DATA FOR THIS TASK below:

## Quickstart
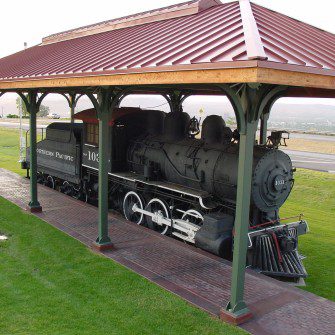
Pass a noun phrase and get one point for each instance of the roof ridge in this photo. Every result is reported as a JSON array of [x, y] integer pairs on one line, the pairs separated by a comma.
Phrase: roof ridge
[[253, 42], [154, 15]]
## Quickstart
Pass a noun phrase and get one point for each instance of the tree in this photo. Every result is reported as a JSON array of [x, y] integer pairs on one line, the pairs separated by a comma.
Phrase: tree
[[44, 110]]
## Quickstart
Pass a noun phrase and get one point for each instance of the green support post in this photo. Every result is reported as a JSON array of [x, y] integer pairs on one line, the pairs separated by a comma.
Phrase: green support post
[[32, 107], [72, 103], [237, 307], [103, 242], [264, 129]]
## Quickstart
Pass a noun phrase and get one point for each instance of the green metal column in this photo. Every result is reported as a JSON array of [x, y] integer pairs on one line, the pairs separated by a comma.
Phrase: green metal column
[[103, 241], [264, 129], [32, 107], [72, 100], [237, 305]]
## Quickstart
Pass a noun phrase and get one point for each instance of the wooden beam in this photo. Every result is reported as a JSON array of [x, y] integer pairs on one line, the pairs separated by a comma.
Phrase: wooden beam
[[209, 76], [206, 76], [294, 78]]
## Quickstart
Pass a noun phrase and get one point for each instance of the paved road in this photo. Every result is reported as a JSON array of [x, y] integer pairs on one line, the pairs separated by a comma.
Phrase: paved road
[[312, 160], [301, 159], [17, 125]]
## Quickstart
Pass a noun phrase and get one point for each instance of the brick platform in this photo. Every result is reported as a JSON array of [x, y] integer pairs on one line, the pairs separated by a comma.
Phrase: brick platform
[[196, 276]]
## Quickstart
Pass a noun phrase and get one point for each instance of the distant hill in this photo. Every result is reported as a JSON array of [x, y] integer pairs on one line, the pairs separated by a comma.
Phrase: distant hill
[[282, 112]]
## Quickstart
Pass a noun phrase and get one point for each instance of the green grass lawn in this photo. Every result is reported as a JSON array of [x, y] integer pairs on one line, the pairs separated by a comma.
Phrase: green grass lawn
[[52, 284], [314, 195]]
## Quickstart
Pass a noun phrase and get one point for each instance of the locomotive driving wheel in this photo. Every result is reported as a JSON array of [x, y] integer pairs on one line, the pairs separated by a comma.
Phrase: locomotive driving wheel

End of DATA FOR THIS TASK.

• _AIM OF THE TASK_
Reproduce verbatim only the lines from the one holding "of the locomotive" through the end of the records.

• _RESULT OF THIS EXERCISE_
Pass a noun phrase and get one point for each instance of the locomotive driving wheel in this photo. Every result is reported as a JSON array of [x, y] integer pairs on one line, the pairs separated by a comma.
Phrase: locomotive driving wheel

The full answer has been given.